“Iaiá, você vai à Penha?
Me leva ôôô, me levaaa…
Iaiá, você vai à Penha?
Me leva ôôô, me levaaa…”
Quando se fala de congo, essa é a primeira toada que me vem à memória. Cantada em alta voz, ao som da percussão e da casaca, enquanto as mulheres – rainhas do congo – carregam seus estandartes subindo a ladeira do Convento da Penha, em devoção à padroeira do Espírito Santo.
Essa é uma das muitas cenas vivas que compõem a memória afetiva e cultural capixaba. O congo tem papel central na fé popular, na identidade coletiva, e resiste ao preconceito que persiste até hoje.
Desde que atravessei a Terceira Ponte e fiz morada na Serra – o coração populoso do Espírito Santo – passei a contemplar com outros olhos a amplitude do congo e como ele ecoa de ponta a ponta do Estado, construindo histórias, atravessando gerações e abraçando territórios.
Uma vida dedicada ao congo
Fui até a Associação das Bandas de Congo da Serra (ABC) para ouvir uma das grandes guardiãs da tradição congueira no município. A história de Tereza Pimentel, congueira e festeira, é marcada por herança e devoção.

» Trecho dos dados
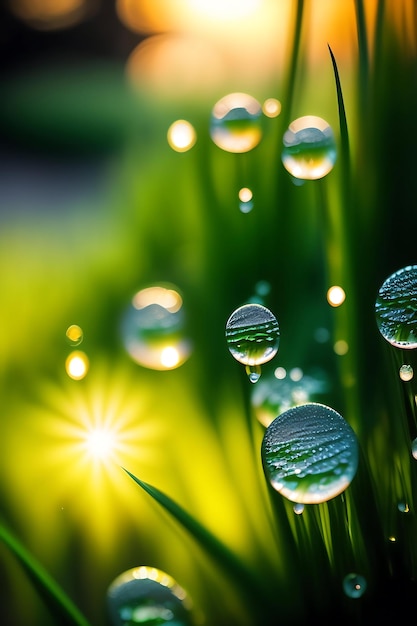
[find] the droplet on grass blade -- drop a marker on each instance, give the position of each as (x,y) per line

» Tarefas pedidas
1) Responda, a partir do texto sobre o congo:
(a) Além da percussão, que instrumento acompanha a toada?
(b) Quem carrega os estandartes na subida da ladeira do Convento da Penha?
(c) Em que associação se foi ouvir Tereza Pimentel?
2) Escreva a continuação do texto sobre o congo a partir da última frase.

» Respostas
1)
(a) A casaca.
(b) As mulheres, rainhas do congo.
(c) Na Associação das Bandas de Congo da Serra (ABC).

2)
Ela presidiu a associação por 10 anos, cargo que exerceu com profunda paixão e compromisso. Neta e filha de mestres do congo, honra o legado do pai, Antônio Rosa, uma das maiores referências dessa manifestação no Estado.
Desde a infância, Terezinha vive o congo como parte da rotina. Viu o pai liderar a banda Congo Folclórico, especialmente durante a tradicional Festa de São Benedito. Ela própria dançou no congo mirim nos anos 1980, tocou tambor e casaca, e hoje atua como festeira, zelando pela harmonia dos cortejos.
E esse zelo vem de longe, tecido com cuidado por mãos femininas ao longo do tempo. Tereza relembra que as mulheres sempre ocuparam lugar de destaque no congo — fossem rainhas, princesas ou madrinhas. Hoje, vão além dos enfeites e títulos: conduzem os cortejos, lideram as bandas e mantêm viva a tradição.
Liderança feminina nas bandas de congo
Um dos nomes que exemplificam como as mulheres têm liderado e renovado as tradições do congo é o de Valdirene Lima, mestra da Banda de Congo de São Benedito de Santiago, na zona rural da Serra.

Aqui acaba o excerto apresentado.